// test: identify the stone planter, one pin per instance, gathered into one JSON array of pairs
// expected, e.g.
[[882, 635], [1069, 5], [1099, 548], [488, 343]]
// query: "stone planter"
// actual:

> **WORK REQUIRED**:
With no additions or omissions, transcribe every record.

> **RESULT FOR THIS TASK**:
// test: identify the stone planter, one pin per instance, gathered into one JSON array of pairs
// expected, e.g.
[[882, 635], [1069, 5], [1099, 548], [488, 343]]
// query: "stone planter"
// actual:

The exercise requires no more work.